* [課題]:
1. 本文で川原湯温泉周辺の景勝地として名前が挙がっているものを、すべて挙げよ。
2. 本文の「群馬県吾妻郡の長野原町から東吾妻町にかけ」から「である。自然の宝庫でもある。」までを、すべてそのまま書き写せ。

◆青山貞一:破壊される自然と歴史的資産:八ッ場ダム(2)
群馬県吾妻郡の長野原町から東吾妻町にかけ3.5kmにわたり計画、実施されている八ツ場ダム(やんばダム)により水没となるなど破壊される自然と歴史的資産を現地で撮影した写真を中心に紹介しよう。
同地は、吾妻川流域に広がるのどかな田園風景、川原湯温泉周辺には国指定名称「吾妻峡」、天然記念物「川原湯岩脈」、また不動の滝などの景勝地もあり、四季それぞれの景観は別格である。自然の宝庫でもある。
吾妻渓谷全図 出典:東吾妻町ホームページ
長野原町の風景
吾妻渓谷、国道145号線にそって至る所で写真のような
クレーンなど土木工事の光景が繰り広げられている。
国土交通省八ツ場ダム建設事務所による流域の説明
国土交通省八ツ場ダム建設事務所によるダムの位置の説明
至る所の工事現場にある作業許可標識
◆数ある散策コースのうち最も渓谷美が堪能できる
吾妻渓谷散策コース
群馬県吾妻郡の長野原町から東吾妻町にまたがる吾妻渓谷は、大昔、火山から噴きでた溶岩を渓谷を流れる水が浸食してできたものと考えられている。
吾妻渓谷には昔からいくつもの散策コースがあり、とくに秋は日本有数の紅葉を身近に楽しめる格好の景勝地となっている。

* [エントリ一覧]:
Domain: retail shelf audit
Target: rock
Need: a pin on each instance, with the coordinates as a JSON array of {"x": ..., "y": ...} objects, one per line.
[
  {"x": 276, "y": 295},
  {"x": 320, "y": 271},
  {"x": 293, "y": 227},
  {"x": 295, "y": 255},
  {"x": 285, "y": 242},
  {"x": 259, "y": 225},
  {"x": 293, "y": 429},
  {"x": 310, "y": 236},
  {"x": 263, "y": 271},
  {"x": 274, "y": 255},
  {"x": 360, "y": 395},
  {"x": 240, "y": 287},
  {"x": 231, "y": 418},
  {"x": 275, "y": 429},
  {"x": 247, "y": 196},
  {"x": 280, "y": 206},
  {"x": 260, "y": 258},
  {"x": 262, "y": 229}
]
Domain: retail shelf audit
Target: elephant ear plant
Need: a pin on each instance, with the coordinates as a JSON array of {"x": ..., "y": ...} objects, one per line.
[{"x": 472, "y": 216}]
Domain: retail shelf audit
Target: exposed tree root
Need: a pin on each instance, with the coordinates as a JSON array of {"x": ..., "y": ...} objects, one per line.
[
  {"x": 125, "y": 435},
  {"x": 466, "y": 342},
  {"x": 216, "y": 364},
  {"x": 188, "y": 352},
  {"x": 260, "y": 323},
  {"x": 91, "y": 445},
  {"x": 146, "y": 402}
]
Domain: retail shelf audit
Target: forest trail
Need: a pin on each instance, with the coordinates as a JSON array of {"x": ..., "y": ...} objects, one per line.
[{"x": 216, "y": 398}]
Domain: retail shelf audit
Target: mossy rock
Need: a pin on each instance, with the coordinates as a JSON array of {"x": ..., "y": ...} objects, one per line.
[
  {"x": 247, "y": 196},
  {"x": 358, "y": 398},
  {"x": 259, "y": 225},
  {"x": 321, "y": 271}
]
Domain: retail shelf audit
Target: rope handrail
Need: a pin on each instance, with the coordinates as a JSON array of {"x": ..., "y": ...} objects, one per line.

* [解答]:
1.
吾妻峡
川原湯岩脈
不動の滝

2.
群馬県吾妻郡の長野原町から東吾妻町にかけ3.5kmにわたり計画、実施されている八ツ場ダム(やんばダム)により水没となるなど破壊される自然と歴史的資産を現地で撮影した写真を中心に紹介しよう。
同地は、吾妻川流域に広がるのどかな田園風景、川原湯温泉周辺には国指定名称「吾妻峡」、天然記念物「川原湯岩脈」、また不動の滝などの景勝地もあり、四季それぞれの景観は別格である。自然の宝庫でもある。